Source data
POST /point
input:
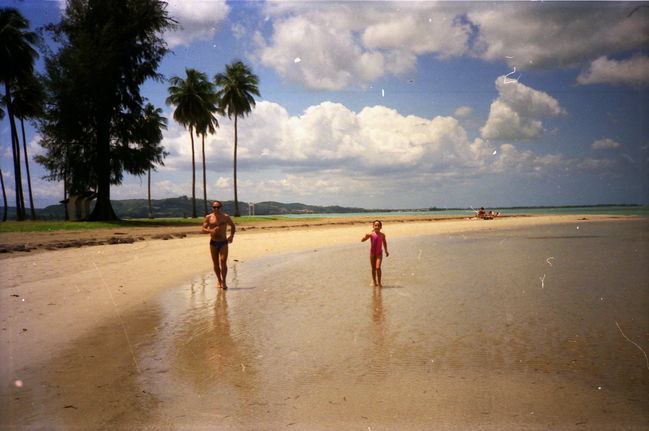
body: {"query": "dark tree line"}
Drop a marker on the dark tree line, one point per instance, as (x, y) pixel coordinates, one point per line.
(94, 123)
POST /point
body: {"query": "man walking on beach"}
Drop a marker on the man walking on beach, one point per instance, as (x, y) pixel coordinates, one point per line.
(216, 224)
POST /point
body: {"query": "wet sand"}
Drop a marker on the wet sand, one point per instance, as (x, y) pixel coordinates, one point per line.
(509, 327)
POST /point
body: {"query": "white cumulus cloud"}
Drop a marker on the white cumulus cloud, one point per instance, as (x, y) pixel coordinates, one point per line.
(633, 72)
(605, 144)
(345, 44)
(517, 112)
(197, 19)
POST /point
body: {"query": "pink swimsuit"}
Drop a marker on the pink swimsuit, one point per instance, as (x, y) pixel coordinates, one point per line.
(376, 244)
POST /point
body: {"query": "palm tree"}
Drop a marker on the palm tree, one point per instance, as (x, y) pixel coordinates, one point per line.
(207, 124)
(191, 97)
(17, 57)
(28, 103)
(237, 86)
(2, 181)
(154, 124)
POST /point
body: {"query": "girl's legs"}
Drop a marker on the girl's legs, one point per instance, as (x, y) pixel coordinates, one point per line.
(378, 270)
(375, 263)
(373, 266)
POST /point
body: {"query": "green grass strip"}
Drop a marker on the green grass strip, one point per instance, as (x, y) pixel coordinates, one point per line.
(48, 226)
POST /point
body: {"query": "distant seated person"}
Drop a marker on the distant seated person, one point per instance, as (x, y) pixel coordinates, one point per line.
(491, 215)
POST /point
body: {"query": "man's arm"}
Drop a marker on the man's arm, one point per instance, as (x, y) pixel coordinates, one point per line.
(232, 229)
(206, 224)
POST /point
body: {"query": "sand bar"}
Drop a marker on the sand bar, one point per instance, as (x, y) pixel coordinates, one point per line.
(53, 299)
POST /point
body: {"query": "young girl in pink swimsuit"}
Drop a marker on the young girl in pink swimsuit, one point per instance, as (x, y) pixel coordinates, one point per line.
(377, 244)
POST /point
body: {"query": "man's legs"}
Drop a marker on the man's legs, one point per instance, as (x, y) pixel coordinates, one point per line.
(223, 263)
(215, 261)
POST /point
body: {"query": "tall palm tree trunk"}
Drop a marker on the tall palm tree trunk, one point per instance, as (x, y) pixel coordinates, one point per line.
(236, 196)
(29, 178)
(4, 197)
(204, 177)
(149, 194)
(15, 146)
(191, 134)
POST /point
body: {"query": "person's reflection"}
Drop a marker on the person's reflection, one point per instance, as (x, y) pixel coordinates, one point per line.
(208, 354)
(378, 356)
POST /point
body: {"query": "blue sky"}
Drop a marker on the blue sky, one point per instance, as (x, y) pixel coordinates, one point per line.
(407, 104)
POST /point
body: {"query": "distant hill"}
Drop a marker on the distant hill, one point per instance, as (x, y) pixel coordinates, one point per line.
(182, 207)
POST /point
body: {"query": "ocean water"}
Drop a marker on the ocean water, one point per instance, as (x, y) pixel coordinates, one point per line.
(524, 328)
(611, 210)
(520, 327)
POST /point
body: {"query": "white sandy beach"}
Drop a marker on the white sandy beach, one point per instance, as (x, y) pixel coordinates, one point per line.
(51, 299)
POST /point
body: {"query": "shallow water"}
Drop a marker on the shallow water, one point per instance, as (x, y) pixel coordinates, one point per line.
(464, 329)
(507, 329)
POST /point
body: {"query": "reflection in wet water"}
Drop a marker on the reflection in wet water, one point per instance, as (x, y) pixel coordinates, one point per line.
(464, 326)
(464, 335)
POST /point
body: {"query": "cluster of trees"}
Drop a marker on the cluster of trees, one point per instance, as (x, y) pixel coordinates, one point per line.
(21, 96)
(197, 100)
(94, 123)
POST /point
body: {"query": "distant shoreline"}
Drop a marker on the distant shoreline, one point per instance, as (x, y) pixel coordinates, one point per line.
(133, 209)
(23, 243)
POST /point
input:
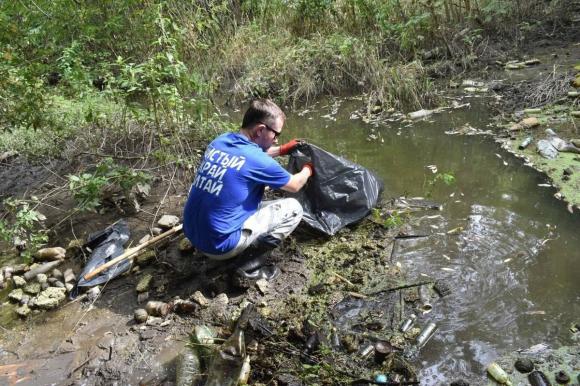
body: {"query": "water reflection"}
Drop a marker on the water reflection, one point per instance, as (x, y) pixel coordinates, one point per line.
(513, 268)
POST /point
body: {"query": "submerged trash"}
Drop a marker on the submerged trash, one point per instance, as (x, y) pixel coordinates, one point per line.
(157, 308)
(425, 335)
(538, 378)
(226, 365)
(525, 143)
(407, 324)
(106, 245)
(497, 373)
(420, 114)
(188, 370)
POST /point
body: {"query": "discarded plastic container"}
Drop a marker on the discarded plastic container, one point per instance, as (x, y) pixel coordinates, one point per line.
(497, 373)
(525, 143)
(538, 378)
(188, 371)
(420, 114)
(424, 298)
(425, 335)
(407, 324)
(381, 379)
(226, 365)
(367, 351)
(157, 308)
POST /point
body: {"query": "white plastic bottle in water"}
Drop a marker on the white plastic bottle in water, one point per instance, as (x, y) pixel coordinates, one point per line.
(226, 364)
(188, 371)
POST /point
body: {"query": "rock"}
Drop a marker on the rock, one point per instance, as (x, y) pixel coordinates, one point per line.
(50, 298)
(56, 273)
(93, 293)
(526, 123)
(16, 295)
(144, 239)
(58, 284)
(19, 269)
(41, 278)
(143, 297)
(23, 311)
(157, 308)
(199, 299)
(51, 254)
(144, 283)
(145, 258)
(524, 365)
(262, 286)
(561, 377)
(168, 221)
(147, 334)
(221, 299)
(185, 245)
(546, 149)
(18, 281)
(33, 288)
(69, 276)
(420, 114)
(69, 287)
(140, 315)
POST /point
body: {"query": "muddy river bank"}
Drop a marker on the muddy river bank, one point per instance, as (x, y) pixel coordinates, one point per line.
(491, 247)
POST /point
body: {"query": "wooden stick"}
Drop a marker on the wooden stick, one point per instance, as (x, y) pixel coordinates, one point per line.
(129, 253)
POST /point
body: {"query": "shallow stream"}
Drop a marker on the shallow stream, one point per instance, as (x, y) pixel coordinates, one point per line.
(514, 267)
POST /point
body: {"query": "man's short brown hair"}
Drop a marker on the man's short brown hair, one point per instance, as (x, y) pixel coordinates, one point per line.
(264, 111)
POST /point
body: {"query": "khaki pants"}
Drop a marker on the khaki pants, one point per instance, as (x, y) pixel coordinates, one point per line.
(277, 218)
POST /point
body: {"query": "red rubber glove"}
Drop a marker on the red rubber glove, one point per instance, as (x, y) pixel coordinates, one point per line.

* * *

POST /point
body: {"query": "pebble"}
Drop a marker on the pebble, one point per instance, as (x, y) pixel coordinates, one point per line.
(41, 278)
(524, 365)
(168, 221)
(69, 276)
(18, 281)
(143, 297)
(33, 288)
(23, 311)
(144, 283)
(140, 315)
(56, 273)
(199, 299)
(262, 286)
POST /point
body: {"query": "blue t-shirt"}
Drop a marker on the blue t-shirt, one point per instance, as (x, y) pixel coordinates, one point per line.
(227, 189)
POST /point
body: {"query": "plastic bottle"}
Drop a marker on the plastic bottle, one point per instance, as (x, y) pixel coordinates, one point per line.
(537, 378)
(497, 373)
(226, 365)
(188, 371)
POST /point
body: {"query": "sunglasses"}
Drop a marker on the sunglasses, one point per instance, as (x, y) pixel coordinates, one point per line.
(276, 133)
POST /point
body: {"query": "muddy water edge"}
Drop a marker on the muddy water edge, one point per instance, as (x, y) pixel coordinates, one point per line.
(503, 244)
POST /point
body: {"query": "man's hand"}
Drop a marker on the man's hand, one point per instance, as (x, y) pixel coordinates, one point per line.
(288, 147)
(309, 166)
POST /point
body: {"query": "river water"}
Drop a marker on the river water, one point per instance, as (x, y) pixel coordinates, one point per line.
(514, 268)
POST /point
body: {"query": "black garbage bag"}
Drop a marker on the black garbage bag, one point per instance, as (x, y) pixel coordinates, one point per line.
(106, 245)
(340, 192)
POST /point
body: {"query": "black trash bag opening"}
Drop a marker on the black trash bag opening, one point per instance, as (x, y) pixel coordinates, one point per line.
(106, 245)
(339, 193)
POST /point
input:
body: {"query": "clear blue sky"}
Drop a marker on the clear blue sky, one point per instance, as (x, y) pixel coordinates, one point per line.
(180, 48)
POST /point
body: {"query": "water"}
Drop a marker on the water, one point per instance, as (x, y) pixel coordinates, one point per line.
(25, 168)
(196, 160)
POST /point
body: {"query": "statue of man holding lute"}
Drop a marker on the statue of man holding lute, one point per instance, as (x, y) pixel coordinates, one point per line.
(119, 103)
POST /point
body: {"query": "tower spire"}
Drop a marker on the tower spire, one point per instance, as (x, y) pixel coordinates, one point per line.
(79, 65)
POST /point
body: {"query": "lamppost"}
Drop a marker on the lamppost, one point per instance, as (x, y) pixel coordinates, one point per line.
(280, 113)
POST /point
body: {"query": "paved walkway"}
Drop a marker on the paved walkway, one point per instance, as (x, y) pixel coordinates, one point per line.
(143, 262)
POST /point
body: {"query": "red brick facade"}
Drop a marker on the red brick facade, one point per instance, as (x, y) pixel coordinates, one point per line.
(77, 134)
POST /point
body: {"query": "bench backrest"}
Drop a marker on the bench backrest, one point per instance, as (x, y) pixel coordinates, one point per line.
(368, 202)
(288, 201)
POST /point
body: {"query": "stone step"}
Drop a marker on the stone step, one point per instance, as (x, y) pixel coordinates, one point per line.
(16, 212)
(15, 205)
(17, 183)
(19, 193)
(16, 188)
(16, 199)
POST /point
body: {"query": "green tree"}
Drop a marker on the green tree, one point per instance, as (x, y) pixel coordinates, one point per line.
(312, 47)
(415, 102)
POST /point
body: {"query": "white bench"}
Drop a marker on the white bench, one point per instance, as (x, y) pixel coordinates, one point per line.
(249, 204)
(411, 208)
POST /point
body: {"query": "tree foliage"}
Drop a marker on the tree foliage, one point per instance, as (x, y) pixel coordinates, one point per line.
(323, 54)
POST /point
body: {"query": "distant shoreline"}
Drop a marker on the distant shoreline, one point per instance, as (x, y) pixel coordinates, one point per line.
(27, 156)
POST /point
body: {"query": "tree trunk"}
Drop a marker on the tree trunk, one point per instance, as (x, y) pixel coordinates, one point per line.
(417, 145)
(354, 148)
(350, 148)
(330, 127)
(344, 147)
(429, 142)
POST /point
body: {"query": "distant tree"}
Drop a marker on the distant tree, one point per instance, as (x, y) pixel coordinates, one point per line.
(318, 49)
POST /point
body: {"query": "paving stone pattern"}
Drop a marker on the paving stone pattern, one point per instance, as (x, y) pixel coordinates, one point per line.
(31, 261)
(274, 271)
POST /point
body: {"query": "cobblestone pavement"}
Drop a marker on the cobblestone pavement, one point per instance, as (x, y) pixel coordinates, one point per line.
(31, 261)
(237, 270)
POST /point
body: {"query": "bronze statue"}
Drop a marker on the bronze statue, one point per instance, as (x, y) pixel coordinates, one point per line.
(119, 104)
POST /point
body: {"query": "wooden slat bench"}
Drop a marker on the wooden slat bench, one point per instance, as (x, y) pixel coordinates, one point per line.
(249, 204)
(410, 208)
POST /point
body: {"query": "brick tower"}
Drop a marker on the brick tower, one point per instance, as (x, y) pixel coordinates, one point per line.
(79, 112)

--

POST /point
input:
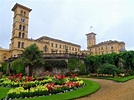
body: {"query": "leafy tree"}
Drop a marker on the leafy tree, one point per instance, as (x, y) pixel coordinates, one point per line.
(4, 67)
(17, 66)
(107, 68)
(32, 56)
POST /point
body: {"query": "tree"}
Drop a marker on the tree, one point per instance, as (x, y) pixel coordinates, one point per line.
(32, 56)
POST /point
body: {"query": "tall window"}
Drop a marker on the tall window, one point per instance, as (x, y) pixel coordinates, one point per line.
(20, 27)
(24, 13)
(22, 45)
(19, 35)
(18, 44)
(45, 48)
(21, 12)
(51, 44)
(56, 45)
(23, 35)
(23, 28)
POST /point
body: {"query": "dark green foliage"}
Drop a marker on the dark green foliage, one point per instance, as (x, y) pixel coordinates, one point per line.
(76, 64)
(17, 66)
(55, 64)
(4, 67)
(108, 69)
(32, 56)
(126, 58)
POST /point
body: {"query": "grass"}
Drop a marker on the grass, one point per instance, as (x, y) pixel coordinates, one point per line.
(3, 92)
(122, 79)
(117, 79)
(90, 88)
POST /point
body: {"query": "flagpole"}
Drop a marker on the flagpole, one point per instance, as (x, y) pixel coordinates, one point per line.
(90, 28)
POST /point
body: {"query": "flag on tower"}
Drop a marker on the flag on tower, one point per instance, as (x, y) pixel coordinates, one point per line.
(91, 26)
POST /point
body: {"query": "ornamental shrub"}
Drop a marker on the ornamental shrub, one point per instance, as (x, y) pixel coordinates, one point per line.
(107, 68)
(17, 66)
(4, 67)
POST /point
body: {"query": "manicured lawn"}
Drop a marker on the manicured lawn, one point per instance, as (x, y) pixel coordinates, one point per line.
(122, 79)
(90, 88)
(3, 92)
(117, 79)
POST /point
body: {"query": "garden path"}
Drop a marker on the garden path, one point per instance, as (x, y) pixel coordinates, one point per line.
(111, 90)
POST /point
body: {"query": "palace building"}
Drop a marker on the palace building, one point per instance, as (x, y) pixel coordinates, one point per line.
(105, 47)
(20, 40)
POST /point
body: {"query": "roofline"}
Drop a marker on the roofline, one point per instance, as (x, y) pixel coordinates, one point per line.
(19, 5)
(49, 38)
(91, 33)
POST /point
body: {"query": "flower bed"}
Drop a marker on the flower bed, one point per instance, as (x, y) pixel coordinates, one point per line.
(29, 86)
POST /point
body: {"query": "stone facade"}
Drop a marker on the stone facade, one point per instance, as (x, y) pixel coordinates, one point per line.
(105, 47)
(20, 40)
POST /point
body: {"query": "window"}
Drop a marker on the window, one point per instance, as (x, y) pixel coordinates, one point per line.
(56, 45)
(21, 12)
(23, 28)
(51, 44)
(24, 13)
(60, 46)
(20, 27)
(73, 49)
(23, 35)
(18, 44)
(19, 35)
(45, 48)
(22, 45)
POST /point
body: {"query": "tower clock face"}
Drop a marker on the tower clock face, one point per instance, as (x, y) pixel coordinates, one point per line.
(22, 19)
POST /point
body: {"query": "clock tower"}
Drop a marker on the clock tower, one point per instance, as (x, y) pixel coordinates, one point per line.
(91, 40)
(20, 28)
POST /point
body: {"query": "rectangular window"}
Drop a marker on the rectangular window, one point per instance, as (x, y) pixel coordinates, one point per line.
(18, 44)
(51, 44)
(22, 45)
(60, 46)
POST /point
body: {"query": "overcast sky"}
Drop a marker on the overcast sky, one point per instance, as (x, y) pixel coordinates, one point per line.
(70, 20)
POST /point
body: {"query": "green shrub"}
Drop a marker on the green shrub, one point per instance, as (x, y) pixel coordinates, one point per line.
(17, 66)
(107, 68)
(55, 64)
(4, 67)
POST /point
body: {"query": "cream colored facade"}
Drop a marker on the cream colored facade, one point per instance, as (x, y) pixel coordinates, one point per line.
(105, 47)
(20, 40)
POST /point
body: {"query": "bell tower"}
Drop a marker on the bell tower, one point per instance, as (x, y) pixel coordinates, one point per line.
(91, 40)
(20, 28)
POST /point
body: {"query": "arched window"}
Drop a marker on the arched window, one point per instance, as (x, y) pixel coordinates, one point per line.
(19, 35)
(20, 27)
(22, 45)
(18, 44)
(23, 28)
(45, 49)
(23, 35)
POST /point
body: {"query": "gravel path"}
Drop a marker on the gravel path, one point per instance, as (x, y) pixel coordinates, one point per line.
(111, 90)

> EXERCISE DESCRIPTION: Collect every line from the records above that contains the string "cobblestone", and list each one on its own line.

> ANSWER TO THIS TASK:
body: {"query": "cobblestone pavement"}
Drop a marker on the cobblestone pavement, one point per instance, as (x, y) pixel coordinates, one point per line.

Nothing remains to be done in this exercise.